### Exercise directions
Return the listing below in full, with every line exactly as it is.

### Raw data

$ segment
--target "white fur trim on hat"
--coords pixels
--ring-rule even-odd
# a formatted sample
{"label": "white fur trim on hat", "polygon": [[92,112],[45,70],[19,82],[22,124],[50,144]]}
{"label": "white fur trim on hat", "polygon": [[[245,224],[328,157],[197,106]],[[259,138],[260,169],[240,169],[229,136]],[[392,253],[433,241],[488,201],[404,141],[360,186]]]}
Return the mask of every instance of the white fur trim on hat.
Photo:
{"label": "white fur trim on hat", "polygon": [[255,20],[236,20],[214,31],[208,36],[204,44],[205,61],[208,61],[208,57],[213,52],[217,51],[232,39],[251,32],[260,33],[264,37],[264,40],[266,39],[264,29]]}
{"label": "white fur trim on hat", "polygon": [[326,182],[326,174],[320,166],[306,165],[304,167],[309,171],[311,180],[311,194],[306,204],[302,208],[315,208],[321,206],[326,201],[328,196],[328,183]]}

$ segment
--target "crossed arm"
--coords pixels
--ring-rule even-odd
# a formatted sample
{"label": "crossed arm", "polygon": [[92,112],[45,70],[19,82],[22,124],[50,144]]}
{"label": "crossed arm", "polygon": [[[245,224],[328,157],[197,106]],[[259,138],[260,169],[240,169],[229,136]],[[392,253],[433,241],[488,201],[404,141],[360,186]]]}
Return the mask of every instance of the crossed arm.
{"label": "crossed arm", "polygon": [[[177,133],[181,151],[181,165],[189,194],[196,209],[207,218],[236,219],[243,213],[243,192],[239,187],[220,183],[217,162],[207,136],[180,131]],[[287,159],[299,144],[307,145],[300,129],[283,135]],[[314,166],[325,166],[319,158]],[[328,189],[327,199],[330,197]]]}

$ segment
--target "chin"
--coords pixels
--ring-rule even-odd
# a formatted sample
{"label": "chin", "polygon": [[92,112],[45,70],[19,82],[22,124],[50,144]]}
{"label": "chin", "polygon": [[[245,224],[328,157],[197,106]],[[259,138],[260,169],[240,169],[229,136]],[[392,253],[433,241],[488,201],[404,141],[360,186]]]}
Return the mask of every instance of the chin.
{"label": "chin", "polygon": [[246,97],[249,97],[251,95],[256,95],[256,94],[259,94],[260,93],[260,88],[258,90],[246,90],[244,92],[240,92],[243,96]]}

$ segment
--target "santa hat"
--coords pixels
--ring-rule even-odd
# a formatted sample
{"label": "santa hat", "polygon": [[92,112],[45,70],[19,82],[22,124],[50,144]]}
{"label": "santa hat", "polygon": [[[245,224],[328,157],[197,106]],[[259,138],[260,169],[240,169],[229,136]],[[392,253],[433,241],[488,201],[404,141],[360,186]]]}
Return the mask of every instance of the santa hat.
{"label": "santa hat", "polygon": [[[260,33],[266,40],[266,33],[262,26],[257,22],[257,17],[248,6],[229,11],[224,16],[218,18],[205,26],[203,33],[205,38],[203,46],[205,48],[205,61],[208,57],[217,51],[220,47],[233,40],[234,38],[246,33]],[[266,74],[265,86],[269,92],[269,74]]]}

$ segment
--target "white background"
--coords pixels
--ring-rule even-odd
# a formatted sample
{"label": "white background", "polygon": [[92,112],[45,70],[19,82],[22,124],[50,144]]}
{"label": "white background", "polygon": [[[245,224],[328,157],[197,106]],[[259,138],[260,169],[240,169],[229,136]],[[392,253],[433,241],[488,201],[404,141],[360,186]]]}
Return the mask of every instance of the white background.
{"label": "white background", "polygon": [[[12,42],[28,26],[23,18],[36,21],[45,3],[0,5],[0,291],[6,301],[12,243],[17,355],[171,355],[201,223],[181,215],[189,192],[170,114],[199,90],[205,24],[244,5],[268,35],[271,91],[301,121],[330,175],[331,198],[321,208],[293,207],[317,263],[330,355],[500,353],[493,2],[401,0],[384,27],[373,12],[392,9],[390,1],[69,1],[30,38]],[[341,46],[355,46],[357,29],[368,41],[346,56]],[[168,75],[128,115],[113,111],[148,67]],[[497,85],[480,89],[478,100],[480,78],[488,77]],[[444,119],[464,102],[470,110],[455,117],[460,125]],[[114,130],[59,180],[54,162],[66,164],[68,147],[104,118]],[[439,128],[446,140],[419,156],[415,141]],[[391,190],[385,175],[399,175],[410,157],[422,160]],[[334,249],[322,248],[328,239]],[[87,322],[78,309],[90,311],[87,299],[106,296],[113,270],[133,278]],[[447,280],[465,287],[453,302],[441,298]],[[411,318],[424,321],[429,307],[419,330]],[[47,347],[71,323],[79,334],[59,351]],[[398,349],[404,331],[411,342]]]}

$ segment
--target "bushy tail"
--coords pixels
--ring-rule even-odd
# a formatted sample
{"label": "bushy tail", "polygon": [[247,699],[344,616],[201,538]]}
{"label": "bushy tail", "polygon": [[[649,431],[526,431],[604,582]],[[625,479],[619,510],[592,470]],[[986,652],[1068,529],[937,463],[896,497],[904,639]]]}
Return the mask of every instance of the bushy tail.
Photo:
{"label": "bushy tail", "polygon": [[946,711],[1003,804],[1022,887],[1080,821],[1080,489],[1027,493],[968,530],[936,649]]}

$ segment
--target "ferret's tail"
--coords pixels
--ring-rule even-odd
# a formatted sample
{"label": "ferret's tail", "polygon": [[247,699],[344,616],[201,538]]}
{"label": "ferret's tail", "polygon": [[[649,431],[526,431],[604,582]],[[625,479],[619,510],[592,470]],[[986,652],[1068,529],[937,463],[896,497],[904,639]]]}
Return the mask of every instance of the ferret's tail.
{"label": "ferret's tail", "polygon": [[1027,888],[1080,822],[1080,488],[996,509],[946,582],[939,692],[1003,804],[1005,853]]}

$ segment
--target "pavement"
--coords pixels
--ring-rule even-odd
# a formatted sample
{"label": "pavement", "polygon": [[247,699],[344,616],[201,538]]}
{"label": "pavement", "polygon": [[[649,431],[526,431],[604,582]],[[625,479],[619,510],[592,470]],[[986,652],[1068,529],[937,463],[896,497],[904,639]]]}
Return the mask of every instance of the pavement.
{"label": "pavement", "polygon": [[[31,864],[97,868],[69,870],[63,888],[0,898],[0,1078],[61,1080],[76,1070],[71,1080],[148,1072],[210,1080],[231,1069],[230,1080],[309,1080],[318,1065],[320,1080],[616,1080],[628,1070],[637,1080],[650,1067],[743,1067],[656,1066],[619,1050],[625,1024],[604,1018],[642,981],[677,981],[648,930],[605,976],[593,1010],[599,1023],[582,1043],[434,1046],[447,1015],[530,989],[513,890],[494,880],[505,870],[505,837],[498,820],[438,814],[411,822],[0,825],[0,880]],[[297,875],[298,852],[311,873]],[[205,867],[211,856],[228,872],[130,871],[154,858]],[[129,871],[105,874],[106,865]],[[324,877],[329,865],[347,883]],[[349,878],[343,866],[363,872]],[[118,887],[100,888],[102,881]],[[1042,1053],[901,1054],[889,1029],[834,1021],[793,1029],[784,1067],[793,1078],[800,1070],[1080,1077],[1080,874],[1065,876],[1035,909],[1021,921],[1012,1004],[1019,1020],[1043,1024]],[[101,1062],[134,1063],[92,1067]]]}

### Task response
$ segment
--target "white fur trim on hat"
--coords pixels
--ring-rule even-odd
# a formatted sample
{"label": "white fur trim on hat", "polygon": [[92,112],[45,70],[19,82],[22,124],[50,144]]}
{"label": "white fur trim on hat", "polygon": [[[245,224],[328,157],[197,106]],[[259,138],[260,169],[240,169],[229,136]],[[392,253],[433,241],[488,201],[404,141],[360,186]]]}
Return the mask of every instance of the white fur trim on hat.
Photo:
{"label": "white fur trim on hat", "polygon": [[255,20],[236,20],[214,31],[208,36],[204,44],[205,61],[208,61],[208,57],[213,52],[217,51],[232,39],[251,32],[260,33],[264,37],[264,40],[266,39],[264,29]]}
{"label": "white fur trim on hat", "polygon": [[326,182],[326,174],[320,166],[306,165],[304,167],[309,171],[311,180],[311,194],[306,204],[302,208],[315,208],[321,206],[326,201],[328,196],[328,183]]}

$ segment
--target "crossed arm"
--coords pixels
--ring-rule even-odd
# a formatted sample
{"label": "crossed arm", "polygon": [[92,112],[45,70],[19,82],[22,124],[50,144]]}
{"label": "crossed arm", "polygon": [[[245,224],[328,157],[197,106]],[[259,138],[260,169],[240,169],[229,136]],[[392,253],[433,241],[488,201],[404,141],[360,186]]]}
Return the mask of every instance of the crossed arm.
{"label": "crossed arm", "polygon": [[[177,133],[181,151],[181,165],[189,194],[196,209],[207,218],[236,219],[243,213],[243,192],[239,187],[220,183],[217,162],[207,136],[180,131]],[[287,159],[299,144],[307,145],[300,129],[283,135]],[[314,166],[325,166],[319,158]],[[328,189],[327,199],[330,197]]]}

$ segment
--target "chin"
--coords pixels
--ring-rule even-odd
# a formatted sample
{"label": "chin", "polygon": [[92,112],[45,70],[19,82],[22,124],[50,144]]}
{"label": "chin", "polygon": [[[245,224],[328,157],[197,106]],[[259,138],[260,169],[240,169],[229,136]],[[392,253],[433,241],[488,201],[404,141],[360,186]]]}
Return the mask of every instance of the chin.
{"label": "chin", "polygon": [[246,97],[249,97],[251,95],[256,95],[256,94],[259,94],[260,93],[260,88],[258,90],[246,90],[244,92],[240,92],[243,96]]}

$ segment
--target "santa hat"
--coords pixels
--ring-rule even-odd
# a formatted sample
{"label": "santa hat", "polygon": [[92,112],[45,70],[19,82],[22,124],[50,144]]}
{"label": "santa hat", "polygon": [[[245,224],[328,157],[197,106]],[[259,138],[260,169],[240,169],[229,136]],[[392,253],[433,241],[488,201],[404,141],[360,186]]]}
Return the mask of every instance of the santa hat.
{"label": "santa hat", "polygon": [[[260,33],[266,40],[266,33],[262,26],[257,22],[257,17],[248,6],[229,11],[224,16],[218,18],[205,26],[203,33],[205,38],[203,46],[205,48],[205,61],[208,57],[217,51],[220,47],[233,40],[234,38],[246,33]],[[266,74],[265,86],[269,92],[269,74]]]}

$ segment
--target "white background"
--coords pixels
--ring-rule even-odd
# a formatted sample
{"label": "white background", "polygon": [[92,112],[45,70],[19,82],[22,124],[50,144]]}
{"label": "white background", "polygon": [[[245,224],[328,157],[197,106]],[[259,138],[260,169],[240,169],[229,136]],[[392,253],[433,241],[488,201],[404,141],[360,186]]]}
Return the mask of every instance of the white background.
{"label": "white background", "polygon": [[[12,42],[28,26],[23,18],[36,21],[45,3],[0,5],[0,291],[6,301],[12,243],[17,355],[171,355],[201,223],[181,215],[189,192],[170,114],[199,90],[205,24],[244,5],[268,35],[271,91],[301,121],[330,175],[331,198],[321,208],[293,207],[317,263],[330,355],[500,353],[493,2],[401,0],[384,27],[373,12],[392,9],[390,1],[69,1],[30,38]],[[341,46],[355,46],[357,29],[368,41],[346,56]],[[168,75],[128,115],[113,111],[148,67]],[[497,85],[480,89],[478,100],[480,78],[488,77]],[[444,119],[464,102],[470,110],[455,117],[460,125]],[[114,130],[59,180],[54,162],[66,164],[68,147],[104,118]],[[439,128],[446,140],[419,156],[415,141]],[[391,190],[385,175],[399,175],[410,157],[422,160]],[[334,249],[322,248],[328,239]],[[87,322],[78,309],[90,311],[87,299],[106,296],[113,270],[133,278]],[[447,280],[465,287],[453,302],[441,298]],[[411,318],[424,321],[429,307],[419,330]],[[47,347],[71,323],[79,334],[59,351]],[[398,349],[404,331],[411,342]]]}

$ segment
--target "bushy tail"
--coords pixels
--ring-rule even-odd
# a formatted sample
{"label": "bushy tail", "polygon": [[247,699],[344,616],[201,538]]}
{"label": "bushy tail", "polygon": [[[649,431],[526,431],[604,582]],[[625,479],[619,510],[592,470]],[[986,652],[1068,529],[937,463],[896,497],[904,639]]]}
Return the mask of every instance of the bushy tail.
Photo:
{"label": "bushy tail", "polygon": [[946,711],[1003,804],[1022,887],[1080,821],[1080,489],[1027,493],[968,530],[936,649]]}

$ segment
--target "ferret's tail"
--coords pixels
--ring-rule even-odd
# a formatted sample
{"label": "ferret's tail", "polygon": [[247,699],[344,616],[201,538]]}
{"label": "ferret's tail", "polygon": [[[649,431],[526,431],[604,582]],[[625,479],[619,510],[592,470]],[[986,652],[1068,529],[937,463],[896,497],[904,639]]]}
Return the mask of every instance of the ferret's tail.
{"label": "ferret's tail", "polygon": [[1027,888],[1080,822],[1080,488],[996,509],[946,582],[939,692],[1003,804],[1005,853]]}

$ segment
--target "pavement"
--coords pixels
--ring-rule even-odd
# a formatted sample
{"label": "pavement", "polygon": [[247,699],[344,616],[201,538]]}
{"label": "pavement", "polygon": [[[649,431],[526,431],[604,582]],[[625,479],[619,510],[592,470]],[[986,652],[1068,529],[937,463],[896,497],[904,639]]]}
Return the mask of every instance of the pavement.
{"label": "pavement", "polygon": [[[31,864],[97,868],[69,870],[63,888],[0,898],[0,1078],[61,1080],[76,1070],[71,1080],[148,1072],[210,1080],[231,1069],[230,1080],[309,1080],[318,1065],[320,1080],[616,1080],[628,1070],[637,1080],[650,1067],[743,1067],[656,1066],[619,1050],[625,1024],[604,1018],[642,981],[677,981],[648,930],[605,976],[593,1010],[599,1023],[582,1043],[434,1046],[447,1015],[530,989],[513,890],[494,880],[505,870],[505,837],[498,820],[438,814],[411,822],[0,825],[0,880]],[[297,875],[298,852],[311,873]],[[205,867],[211,856],[228,872],[130,871],[154,858]],[[129,871],[105,874],[106,865]],[[324,877],[329,865],[347,883]],[[349,878],[343,866],[363,872]],[[118,887],[100,888],[102,881]],[[1042,1053],[901,1054],[889,1029],[834,1021],[793,1029],[784,1067],[793,1078],[800,1070],[1080,1077],[1080,874],[1065,876],[1035,909],[1021,921],[1012,1004],[1019,1020],[1043,1024]],[[101,1062],[134,1063],[92,1067]]]}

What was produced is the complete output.